* Texte de la page:
• • • • • • •

Contrôler l’utilisation d’internet

Aujourd’hui tout le monde ou presque a accès à Internet sur son lieu de travail.

Internet est utilisé à des fins professionnelles pour consulter des sites, télécharger des fichiers, participer à des forums de discussion ou échanger des courriers électroniques entre collègues ou avec une personne extérieure à l’entreprise.

Mais qui n’a pas aussi depuis son poste de travail utilisé Internet à des fins autres que professionnelles ? Même la CNIL (Commission nationale informatique et liberté) consent à dire qu’une interdiction générale et absolue de toute utilisation d’Internet à des fins autres que professionnelles ne paraît pas réaliste. Elle préconise que les consultations à titre personnel ne dépassent pas un délai raisonnable et que les consultations ponctuelles de sites Internet ne concernent, sur le lieu de travail, que des sites dont le contenu n’est pas contraire à l’ordre public et aux bonnes mœurs (Rapp. CNIL, mars 2001 Rapp. CNIL, févr. 2002).

Dans quelle mesure est-il possible de soumettre les salariés à une cybersurveillance ?

Pour les juges, les consultations de sites Internet pendant le temps de travail et grâce à l’outil informatique mis à sa disposition par l’entreprise, sont présumées avoir un caractère professionnel de sorte que l’employeur peut les rechercher aux fins de les identifier même en dehors de la présence du salarié (Cass. soc., 9 juillet 2008, n° 06–45800).

• • • • • • •

* Enregistrements du jeu:
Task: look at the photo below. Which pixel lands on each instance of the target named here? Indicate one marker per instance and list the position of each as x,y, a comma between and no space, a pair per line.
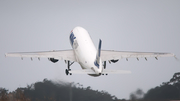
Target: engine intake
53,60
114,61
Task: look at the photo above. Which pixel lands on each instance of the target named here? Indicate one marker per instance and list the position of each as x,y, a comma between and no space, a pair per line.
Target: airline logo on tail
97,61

• • • • • • •

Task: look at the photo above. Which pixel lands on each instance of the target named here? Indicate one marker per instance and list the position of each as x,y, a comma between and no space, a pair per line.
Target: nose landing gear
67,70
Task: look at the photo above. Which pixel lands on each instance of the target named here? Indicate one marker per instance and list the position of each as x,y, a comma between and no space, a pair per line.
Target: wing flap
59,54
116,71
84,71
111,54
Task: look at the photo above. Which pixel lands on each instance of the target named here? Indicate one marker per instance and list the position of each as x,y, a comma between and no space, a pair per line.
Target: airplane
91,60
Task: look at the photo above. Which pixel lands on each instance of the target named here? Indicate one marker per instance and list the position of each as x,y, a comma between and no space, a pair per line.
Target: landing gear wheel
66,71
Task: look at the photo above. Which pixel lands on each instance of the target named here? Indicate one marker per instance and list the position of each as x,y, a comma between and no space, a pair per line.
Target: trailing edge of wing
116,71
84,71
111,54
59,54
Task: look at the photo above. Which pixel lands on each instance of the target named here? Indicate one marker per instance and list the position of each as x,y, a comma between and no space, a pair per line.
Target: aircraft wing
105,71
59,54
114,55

• • • • • • •

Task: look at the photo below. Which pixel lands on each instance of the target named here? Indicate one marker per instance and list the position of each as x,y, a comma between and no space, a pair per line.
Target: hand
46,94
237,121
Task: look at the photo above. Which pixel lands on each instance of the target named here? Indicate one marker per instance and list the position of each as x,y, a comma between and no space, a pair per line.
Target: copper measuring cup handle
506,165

• • • • • • •

* Consignes à suivre:
1 – Reproduisez fidèlement le passage du texte sur le contrôle de l’utilisation d’internet, depuis les mots "Pour les juges, les" jusqu’aux mots "2008, n° 06–45800)." inclus.
2 – Relevez chaque ligne des enregistrements contenant le mot "gear" et recopiez-la telle quelle.

* Réponses détaillées:
1 –
Pour les juges, les consultations de sites Internet pendant le temps de travail et grâce à l’outil informatique mis à sa disposition par l’entreprise, sont présumées avoir un caractère professionnel de sorte que l’employeur peut les rechercher aux fins de les identifier même en dehors de la présence du salarié (Cass. soc., 9 juillet 2008, n° 06–45800).

2 –
Target: nose landing gear
Target: landing gear wheel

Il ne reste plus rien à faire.